**Exercise:** Put the lines below into a numbered list, omitting blank lines and leaving out the pictures.

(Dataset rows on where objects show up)
= = = = = = =

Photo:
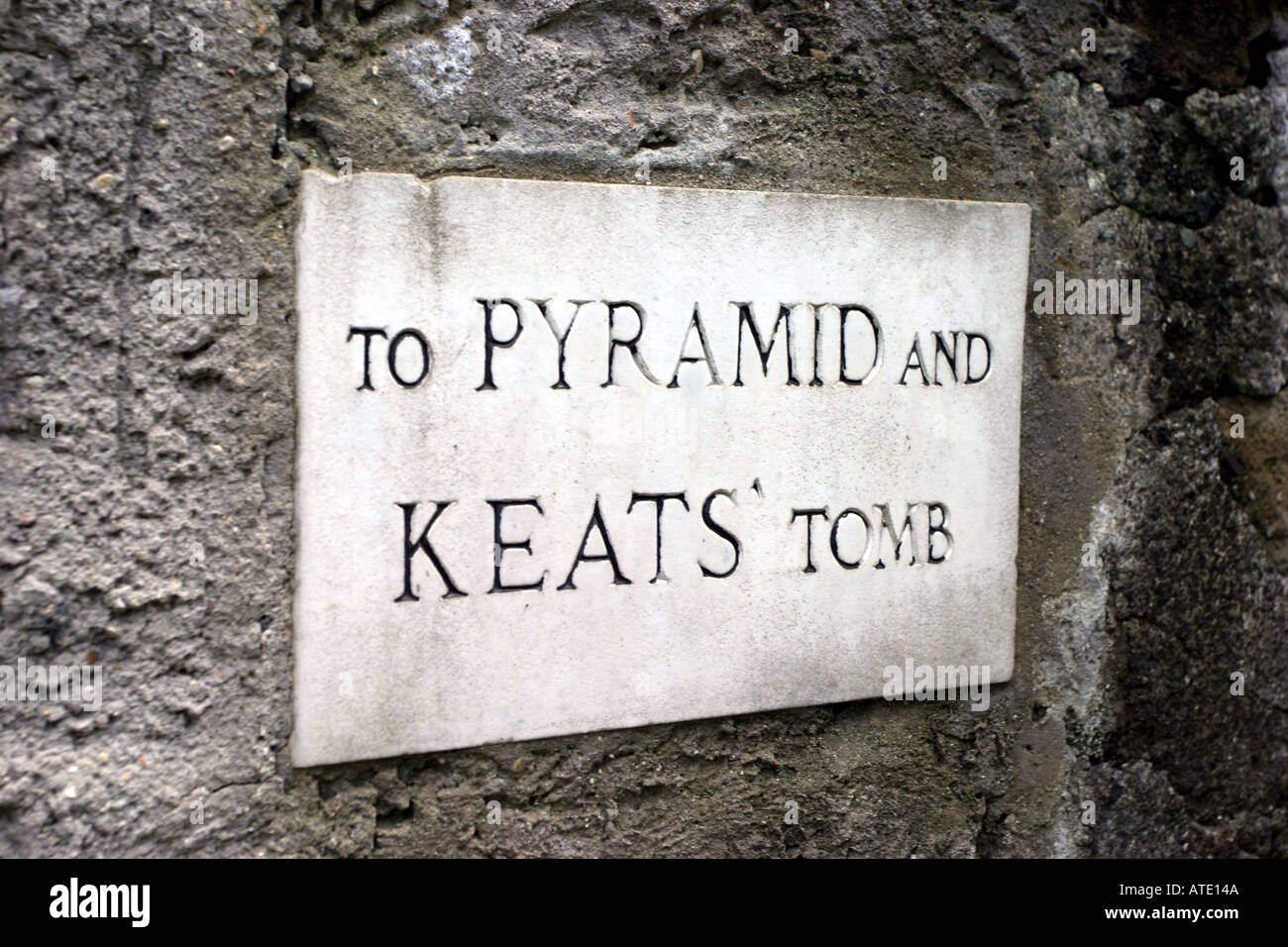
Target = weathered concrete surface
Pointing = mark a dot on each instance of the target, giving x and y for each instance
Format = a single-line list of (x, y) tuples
[(174, 431)]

= = = = = = =

**Solution to this problem:**
1. Photo:
2. Target = weathered concrete surface
3. Pointing = mark a dot on each instance of the target, giving x and y for each instance
4. Format = a single-line list of (x, y) tuples
5. [(174, 431)]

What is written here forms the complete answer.